Reproduce everything from the start of the rows down to and including the line containing "x=185 y=388", keeping the instruction lines unchanged. Shift each answer coordinate by adding 52 to both its x and y values.

━━ Record set

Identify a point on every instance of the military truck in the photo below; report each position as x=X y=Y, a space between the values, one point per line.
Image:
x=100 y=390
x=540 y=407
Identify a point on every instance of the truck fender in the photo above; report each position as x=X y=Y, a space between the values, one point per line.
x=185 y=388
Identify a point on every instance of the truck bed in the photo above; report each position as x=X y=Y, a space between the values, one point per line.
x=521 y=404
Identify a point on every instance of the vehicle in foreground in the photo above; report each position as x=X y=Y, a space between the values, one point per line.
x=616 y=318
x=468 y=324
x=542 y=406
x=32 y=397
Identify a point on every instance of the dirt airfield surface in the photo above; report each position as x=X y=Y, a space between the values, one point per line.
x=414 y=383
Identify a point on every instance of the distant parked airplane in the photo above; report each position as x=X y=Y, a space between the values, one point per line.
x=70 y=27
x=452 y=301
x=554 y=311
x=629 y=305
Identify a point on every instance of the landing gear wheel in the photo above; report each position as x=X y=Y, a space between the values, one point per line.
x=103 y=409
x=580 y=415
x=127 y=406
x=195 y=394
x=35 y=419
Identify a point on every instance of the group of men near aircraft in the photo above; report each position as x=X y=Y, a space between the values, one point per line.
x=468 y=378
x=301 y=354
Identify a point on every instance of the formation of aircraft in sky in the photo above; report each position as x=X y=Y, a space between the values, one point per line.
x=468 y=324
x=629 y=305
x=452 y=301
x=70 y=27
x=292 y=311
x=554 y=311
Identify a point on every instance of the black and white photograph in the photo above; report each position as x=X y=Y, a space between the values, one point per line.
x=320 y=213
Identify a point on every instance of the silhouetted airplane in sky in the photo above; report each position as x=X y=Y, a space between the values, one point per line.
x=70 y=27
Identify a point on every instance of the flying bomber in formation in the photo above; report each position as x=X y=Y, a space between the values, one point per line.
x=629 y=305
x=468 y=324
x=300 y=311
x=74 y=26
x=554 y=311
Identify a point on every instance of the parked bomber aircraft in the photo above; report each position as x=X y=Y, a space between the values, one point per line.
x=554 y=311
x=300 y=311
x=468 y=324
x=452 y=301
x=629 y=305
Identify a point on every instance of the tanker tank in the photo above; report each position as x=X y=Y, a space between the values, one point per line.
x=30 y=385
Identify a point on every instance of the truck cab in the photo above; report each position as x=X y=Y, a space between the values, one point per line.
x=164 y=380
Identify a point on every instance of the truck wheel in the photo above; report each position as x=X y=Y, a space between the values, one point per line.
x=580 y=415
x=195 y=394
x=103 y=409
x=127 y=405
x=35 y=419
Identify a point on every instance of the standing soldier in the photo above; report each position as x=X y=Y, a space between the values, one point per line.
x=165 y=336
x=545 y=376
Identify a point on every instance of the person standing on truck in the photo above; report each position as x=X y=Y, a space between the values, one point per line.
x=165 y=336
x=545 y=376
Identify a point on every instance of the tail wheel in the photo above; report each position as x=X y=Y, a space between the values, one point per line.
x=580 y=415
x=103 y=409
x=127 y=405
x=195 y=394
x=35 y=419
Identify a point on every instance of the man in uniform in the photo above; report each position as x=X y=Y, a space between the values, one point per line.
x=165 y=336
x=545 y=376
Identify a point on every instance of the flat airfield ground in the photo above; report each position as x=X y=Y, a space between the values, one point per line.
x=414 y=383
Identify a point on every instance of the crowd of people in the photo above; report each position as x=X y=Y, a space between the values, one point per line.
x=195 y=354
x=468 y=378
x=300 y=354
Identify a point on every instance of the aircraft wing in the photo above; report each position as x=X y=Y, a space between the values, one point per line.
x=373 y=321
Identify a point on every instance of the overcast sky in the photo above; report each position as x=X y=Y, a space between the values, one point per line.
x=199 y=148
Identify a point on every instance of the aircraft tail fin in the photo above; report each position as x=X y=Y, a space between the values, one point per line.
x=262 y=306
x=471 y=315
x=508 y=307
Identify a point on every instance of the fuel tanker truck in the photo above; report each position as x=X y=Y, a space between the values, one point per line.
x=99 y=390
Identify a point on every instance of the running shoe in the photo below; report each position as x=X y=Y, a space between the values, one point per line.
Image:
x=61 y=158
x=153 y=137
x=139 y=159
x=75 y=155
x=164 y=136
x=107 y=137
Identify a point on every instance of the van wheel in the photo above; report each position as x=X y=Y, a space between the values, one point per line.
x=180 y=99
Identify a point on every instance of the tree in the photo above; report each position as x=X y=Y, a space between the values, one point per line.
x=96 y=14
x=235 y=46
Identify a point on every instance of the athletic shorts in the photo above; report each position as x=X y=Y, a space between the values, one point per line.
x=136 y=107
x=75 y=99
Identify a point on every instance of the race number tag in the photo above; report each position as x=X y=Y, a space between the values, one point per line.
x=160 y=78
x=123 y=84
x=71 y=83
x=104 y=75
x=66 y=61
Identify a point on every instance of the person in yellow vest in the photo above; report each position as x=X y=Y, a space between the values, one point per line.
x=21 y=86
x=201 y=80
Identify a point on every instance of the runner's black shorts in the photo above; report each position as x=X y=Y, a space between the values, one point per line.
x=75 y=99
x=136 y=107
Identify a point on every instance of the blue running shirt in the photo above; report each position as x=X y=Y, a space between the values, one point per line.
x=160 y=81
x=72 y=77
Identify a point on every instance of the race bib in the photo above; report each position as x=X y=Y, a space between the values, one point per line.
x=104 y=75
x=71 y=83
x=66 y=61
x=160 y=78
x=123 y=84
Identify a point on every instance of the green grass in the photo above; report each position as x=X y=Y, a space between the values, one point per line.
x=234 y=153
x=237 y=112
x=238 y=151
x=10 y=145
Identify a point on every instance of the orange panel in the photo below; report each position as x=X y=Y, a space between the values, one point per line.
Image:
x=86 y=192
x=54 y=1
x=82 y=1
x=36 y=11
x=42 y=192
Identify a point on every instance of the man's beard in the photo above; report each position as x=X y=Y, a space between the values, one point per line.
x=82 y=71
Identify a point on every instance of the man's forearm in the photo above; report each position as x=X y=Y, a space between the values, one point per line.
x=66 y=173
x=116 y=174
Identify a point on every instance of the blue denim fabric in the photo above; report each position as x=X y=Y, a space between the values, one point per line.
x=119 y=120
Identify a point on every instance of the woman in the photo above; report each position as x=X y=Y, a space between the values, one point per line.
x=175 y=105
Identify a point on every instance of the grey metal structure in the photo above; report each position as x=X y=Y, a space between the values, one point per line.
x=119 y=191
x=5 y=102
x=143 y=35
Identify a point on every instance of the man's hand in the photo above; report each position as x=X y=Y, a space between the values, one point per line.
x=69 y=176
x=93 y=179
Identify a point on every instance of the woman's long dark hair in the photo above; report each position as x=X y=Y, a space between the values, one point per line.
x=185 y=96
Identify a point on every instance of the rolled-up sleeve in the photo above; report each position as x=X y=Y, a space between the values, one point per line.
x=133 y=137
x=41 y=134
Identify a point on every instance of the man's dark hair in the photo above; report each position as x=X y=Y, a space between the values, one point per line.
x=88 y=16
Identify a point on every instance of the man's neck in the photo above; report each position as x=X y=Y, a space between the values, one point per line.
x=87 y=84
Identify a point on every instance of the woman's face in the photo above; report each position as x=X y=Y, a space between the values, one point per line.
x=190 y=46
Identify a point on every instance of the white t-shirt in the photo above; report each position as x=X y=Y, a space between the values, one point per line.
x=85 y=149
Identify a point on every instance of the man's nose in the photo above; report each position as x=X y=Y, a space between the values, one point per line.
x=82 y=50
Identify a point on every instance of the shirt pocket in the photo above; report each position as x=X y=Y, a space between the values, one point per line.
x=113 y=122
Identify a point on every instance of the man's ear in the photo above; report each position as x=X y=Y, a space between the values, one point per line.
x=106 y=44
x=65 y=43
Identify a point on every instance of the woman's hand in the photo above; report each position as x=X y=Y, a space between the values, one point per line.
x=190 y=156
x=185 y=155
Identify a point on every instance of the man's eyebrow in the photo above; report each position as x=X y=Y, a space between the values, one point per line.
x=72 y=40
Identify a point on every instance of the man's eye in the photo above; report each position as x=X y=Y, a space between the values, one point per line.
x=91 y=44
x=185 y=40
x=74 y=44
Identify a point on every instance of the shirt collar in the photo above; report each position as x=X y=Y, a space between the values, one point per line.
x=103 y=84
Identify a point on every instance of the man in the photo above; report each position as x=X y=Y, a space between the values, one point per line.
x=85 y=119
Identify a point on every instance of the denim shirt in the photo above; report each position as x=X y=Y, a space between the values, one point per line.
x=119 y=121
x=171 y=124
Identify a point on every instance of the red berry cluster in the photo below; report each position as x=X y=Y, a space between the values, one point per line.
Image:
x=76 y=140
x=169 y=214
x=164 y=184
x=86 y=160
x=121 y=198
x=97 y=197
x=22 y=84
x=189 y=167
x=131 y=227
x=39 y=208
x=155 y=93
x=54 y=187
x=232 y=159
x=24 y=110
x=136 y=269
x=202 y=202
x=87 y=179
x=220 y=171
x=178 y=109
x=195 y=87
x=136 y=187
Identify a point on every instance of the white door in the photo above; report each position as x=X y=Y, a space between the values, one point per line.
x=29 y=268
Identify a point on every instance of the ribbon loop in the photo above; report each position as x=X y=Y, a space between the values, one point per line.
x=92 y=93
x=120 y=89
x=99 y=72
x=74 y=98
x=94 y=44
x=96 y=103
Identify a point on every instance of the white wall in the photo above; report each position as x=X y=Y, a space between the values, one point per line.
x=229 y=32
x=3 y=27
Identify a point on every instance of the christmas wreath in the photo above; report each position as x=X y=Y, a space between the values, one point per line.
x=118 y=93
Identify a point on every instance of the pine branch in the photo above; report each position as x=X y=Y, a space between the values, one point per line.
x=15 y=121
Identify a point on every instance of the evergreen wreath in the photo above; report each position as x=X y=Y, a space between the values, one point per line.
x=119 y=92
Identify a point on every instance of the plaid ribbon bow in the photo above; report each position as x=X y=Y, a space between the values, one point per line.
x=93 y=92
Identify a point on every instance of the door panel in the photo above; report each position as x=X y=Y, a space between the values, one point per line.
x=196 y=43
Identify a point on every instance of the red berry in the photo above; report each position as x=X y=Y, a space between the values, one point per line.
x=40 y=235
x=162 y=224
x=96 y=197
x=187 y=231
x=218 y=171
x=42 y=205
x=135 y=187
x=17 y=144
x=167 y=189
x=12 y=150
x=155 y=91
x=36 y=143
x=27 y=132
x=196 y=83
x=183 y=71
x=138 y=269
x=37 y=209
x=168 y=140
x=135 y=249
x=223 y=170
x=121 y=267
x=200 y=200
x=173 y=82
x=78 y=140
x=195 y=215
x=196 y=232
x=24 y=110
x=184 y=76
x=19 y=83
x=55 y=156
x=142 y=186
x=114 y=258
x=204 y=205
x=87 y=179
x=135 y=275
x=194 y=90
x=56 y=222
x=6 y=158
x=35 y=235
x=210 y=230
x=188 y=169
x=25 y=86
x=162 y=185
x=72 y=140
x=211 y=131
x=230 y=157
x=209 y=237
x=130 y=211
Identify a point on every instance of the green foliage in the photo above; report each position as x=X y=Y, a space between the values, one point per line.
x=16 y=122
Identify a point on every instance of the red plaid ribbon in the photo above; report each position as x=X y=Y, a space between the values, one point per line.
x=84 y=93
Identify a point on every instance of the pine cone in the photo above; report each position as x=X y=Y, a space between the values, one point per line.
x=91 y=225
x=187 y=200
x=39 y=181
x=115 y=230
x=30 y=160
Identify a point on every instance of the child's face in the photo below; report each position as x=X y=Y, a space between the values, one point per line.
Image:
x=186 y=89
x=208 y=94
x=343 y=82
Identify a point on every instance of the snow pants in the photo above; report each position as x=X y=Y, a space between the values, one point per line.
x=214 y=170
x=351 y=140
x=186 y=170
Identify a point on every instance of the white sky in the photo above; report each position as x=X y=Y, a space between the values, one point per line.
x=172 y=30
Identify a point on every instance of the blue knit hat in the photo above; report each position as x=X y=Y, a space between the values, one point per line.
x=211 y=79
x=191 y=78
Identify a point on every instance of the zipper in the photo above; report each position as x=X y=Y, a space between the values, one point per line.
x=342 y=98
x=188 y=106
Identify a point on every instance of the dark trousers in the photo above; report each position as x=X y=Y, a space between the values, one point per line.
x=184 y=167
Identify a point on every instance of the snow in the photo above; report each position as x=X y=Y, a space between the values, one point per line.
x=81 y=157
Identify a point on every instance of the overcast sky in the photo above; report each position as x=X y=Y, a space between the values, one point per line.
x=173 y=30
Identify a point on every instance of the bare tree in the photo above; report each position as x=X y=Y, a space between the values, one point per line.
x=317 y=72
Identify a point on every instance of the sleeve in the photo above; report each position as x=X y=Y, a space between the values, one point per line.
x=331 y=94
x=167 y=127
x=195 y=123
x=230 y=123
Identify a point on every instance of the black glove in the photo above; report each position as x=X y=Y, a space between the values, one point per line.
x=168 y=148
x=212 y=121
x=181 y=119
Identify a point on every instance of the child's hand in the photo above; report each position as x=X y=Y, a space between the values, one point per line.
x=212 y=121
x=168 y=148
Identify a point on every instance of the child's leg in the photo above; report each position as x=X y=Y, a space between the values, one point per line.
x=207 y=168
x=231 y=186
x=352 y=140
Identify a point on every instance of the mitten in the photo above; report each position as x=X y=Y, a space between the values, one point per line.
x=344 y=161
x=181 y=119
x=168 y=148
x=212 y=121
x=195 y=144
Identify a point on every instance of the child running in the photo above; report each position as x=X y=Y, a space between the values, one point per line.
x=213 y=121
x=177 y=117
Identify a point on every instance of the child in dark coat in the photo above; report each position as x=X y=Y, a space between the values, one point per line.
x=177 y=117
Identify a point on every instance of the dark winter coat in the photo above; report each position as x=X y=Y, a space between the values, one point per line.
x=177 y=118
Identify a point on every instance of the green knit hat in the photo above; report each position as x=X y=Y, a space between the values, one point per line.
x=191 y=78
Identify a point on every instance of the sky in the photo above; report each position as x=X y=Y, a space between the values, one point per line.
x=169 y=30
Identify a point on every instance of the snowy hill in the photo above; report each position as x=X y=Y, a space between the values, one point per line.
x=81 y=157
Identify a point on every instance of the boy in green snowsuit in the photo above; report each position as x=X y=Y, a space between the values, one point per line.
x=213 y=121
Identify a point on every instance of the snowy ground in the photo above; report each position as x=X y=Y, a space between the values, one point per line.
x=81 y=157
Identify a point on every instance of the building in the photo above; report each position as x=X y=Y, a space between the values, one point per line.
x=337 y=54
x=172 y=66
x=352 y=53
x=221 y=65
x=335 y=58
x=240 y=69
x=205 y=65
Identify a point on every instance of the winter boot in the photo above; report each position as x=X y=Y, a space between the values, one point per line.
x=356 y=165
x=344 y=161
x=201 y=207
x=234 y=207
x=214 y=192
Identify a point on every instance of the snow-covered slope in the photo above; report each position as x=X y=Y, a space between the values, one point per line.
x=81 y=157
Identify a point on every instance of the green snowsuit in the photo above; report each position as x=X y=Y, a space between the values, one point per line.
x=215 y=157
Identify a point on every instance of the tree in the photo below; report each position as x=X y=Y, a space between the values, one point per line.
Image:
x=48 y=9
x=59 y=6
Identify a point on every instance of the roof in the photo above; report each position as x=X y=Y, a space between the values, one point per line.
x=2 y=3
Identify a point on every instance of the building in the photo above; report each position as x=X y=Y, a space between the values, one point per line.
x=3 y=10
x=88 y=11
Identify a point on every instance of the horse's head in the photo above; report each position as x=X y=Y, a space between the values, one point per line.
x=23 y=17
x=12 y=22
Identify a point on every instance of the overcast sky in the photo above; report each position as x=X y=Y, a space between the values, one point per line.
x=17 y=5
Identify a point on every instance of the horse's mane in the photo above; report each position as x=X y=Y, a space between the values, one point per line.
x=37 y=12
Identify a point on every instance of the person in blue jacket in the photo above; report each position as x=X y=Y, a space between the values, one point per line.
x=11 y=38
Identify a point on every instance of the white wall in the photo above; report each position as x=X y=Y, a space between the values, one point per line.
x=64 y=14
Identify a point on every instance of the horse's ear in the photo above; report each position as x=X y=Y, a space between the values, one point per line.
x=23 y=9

━━━━

> **Task output**:
Identify a point on every instance of the military truck in the photo below; report each position as x=X y=Y, a space between the values, one point per line.
Image:
x=152 y=442
x=592 y=459
Identify a point on every instance of the truck fender in the photo above; report each position as x=X y=Y, a space between the values, one point per line.
x=237 y=440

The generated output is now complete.